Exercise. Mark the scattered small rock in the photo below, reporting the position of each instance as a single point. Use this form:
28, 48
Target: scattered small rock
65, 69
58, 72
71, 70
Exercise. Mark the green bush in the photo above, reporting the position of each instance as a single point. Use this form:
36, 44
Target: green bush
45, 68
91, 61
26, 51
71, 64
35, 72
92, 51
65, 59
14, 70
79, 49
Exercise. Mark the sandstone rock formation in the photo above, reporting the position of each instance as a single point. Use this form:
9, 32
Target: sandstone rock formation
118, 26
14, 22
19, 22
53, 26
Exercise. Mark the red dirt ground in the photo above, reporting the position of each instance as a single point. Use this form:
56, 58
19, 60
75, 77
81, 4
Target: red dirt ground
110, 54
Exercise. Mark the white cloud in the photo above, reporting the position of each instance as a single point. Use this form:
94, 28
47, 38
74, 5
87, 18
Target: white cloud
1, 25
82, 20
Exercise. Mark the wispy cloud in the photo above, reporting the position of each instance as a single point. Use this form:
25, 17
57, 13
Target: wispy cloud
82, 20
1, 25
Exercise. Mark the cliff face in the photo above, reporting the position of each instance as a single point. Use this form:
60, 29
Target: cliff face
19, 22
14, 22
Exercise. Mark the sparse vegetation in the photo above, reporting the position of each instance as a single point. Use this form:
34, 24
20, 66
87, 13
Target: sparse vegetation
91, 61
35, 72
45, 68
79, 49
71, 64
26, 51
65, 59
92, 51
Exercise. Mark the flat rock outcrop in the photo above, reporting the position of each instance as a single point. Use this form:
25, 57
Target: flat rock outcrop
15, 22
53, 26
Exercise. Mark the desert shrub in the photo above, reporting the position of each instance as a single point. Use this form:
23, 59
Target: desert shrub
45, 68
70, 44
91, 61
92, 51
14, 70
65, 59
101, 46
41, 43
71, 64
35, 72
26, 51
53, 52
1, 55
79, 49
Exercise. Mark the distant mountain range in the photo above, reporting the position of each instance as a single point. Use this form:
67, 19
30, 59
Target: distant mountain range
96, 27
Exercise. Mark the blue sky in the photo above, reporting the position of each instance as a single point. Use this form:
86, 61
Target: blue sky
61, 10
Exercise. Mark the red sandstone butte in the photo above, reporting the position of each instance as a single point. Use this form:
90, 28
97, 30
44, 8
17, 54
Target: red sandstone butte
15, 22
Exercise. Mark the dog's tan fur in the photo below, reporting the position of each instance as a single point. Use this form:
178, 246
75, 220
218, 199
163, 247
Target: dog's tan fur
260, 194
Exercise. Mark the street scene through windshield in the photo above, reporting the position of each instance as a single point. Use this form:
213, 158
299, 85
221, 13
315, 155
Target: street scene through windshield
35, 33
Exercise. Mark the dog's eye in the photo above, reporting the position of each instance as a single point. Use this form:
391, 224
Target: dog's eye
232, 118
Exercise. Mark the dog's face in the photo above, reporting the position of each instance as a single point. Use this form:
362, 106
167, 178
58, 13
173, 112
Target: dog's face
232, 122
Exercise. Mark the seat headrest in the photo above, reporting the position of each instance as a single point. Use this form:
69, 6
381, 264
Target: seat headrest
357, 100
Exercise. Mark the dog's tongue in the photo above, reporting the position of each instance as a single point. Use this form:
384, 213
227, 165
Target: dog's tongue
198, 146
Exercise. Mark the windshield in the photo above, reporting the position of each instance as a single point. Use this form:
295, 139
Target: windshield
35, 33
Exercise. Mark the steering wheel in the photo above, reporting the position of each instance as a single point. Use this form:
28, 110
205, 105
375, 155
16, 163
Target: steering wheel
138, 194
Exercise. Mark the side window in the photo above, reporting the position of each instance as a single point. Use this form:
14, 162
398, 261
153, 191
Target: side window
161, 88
==
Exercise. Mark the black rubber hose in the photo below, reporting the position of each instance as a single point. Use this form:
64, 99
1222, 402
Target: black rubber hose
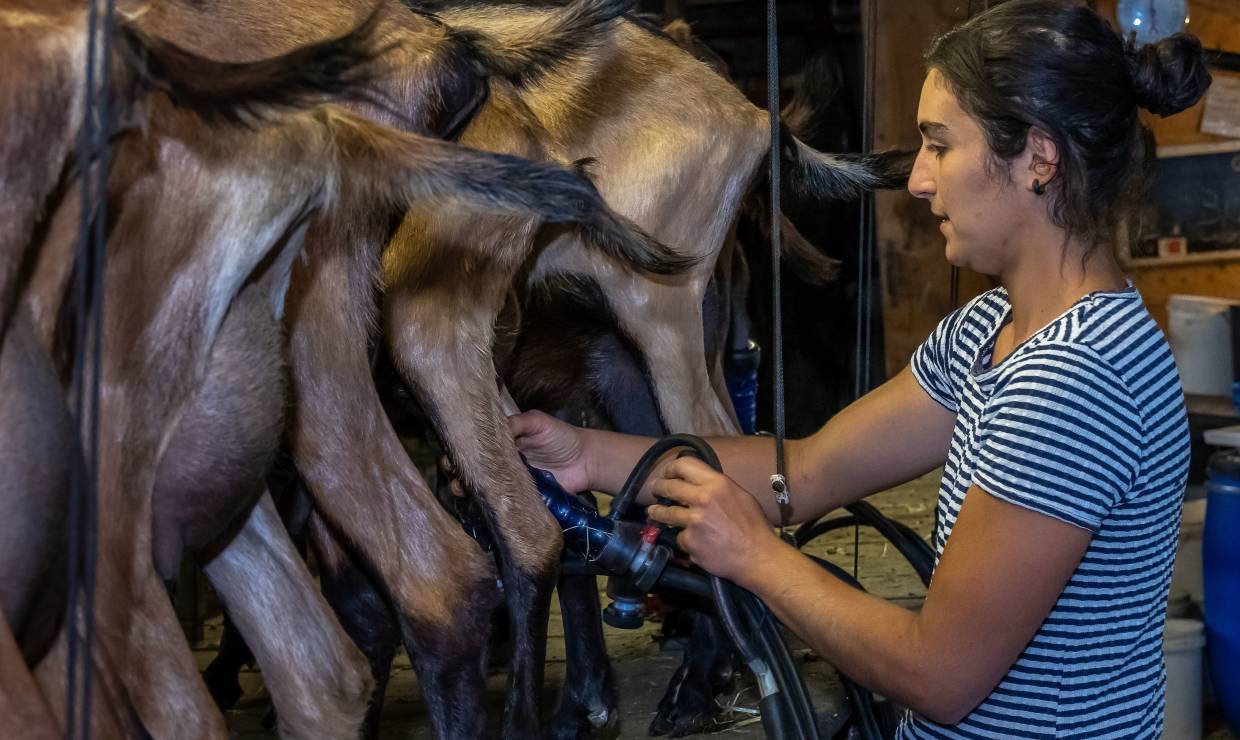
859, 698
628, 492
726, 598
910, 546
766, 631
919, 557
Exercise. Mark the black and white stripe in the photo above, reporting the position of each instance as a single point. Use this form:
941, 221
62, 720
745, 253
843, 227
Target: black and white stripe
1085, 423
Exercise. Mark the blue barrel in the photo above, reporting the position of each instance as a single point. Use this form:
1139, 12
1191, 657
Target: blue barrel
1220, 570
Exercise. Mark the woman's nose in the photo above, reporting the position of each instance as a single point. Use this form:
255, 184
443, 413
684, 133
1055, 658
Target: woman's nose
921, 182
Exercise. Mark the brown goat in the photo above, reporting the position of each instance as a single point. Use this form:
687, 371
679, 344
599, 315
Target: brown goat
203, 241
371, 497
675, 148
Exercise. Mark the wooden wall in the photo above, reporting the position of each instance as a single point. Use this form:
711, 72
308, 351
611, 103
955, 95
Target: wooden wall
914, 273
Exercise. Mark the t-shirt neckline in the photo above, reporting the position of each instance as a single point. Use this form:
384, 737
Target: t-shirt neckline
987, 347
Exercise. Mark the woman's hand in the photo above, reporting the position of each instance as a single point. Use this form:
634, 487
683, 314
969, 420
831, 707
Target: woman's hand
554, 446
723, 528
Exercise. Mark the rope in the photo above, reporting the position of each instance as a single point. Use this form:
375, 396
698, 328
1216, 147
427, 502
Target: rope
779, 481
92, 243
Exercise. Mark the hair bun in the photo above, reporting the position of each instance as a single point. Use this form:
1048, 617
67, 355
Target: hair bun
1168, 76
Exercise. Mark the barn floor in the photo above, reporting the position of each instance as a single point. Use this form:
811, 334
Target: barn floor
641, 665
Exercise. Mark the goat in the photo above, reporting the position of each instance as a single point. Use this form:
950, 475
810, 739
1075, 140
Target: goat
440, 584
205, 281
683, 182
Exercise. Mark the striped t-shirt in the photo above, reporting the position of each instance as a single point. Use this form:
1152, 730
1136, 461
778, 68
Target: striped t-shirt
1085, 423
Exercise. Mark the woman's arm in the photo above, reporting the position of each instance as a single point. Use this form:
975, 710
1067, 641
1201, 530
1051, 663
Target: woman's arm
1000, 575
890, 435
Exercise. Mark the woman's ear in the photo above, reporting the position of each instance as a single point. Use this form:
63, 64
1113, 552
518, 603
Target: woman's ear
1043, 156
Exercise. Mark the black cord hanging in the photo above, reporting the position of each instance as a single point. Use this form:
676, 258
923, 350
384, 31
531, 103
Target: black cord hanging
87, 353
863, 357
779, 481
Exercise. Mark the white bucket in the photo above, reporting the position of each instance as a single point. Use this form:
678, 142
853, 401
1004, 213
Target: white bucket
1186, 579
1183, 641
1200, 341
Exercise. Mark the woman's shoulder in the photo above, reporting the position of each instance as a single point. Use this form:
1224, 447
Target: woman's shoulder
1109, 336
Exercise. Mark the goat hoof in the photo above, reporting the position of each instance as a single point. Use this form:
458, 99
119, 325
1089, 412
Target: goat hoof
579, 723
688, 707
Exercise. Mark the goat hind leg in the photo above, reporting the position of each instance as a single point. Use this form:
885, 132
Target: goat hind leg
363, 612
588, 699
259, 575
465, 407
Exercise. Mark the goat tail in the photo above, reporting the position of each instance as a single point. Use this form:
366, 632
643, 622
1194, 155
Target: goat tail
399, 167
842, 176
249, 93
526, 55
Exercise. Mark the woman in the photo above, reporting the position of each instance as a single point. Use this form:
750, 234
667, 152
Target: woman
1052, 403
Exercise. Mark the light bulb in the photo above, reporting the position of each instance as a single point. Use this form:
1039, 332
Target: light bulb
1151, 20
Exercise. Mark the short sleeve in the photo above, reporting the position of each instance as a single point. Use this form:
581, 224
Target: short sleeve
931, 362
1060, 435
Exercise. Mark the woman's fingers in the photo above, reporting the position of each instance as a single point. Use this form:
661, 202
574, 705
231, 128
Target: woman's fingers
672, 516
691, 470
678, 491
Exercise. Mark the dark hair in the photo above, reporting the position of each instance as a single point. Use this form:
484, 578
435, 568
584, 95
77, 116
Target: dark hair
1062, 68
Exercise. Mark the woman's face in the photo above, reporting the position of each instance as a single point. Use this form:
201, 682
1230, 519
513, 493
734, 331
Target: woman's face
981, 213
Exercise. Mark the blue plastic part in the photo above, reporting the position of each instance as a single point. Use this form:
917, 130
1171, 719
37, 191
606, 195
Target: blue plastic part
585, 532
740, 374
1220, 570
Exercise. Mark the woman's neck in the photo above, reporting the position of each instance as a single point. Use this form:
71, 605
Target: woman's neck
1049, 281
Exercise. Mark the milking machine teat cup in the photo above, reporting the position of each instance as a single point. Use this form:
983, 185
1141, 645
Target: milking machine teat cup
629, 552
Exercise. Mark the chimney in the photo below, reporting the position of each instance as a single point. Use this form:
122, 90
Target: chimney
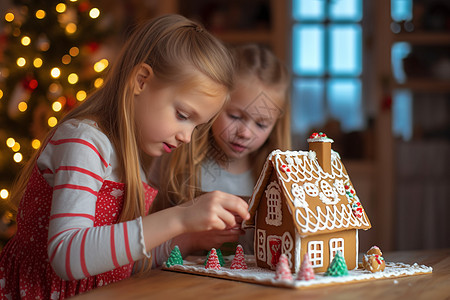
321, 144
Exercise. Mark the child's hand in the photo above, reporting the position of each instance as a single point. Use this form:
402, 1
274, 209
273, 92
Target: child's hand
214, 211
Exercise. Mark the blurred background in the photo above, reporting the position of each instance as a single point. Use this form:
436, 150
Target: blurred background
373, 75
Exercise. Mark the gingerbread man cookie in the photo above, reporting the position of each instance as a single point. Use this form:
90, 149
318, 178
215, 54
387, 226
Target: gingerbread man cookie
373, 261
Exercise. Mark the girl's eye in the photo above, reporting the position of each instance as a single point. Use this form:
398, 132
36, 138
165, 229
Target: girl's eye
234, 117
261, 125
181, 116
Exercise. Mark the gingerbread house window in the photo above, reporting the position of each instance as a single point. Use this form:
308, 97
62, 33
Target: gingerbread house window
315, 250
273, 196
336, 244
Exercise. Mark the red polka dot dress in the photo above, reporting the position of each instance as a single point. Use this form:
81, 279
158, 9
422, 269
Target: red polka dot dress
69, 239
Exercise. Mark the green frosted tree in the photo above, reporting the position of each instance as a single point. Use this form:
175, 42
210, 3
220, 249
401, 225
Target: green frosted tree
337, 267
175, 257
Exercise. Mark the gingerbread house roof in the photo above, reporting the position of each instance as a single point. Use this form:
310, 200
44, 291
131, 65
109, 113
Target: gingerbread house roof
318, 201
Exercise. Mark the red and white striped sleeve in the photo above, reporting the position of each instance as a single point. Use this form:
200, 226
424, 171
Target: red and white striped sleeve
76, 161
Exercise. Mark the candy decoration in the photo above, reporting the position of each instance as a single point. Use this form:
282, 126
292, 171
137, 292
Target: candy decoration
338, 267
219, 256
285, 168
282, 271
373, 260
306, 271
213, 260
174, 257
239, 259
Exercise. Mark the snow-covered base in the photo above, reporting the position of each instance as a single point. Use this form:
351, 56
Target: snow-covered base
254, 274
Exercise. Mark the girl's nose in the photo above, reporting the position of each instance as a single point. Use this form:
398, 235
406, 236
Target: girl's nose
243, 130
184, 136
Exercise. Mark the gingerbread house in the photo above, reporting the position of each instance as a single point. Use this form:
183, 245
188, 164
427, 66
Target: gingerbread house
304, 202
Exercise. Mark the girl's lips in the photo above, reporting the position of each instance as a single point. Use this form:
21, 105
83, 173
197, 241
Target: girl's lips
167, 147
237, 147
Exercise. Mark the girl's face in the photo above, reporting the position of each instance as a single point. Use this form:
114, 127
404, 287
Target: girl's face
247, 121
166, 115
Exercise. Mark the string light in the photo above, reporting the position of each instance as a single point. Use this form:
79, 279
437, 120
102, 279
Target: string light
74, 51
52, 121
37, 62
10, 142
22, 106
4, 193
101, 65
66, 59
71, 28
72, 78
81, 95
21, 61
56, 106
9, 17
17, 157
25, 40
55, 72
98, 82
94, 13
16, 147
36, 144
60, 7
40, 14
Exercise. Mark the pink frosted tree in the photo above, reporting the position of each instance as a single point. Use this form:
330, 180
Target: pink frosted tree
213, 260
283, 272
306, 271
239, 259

#### What you will do:
Check each line above for "below" and return the ones that have it.

#### Output:
Exercise. Mark the scattered small rock in the photo below, reporting the position of each instance as a single point. Use this form:
Exercise. Mark the dog's tan fur in the photo below, reporting the position of each instance as a single point. Use this form:
Exercise. Mark the black rubber hose in the photo below, reporting the position of each instance as a single point. Use this form:
Exercise. Mark the chimney in the photo below, reporting the position of each instance as a single point. Use this form:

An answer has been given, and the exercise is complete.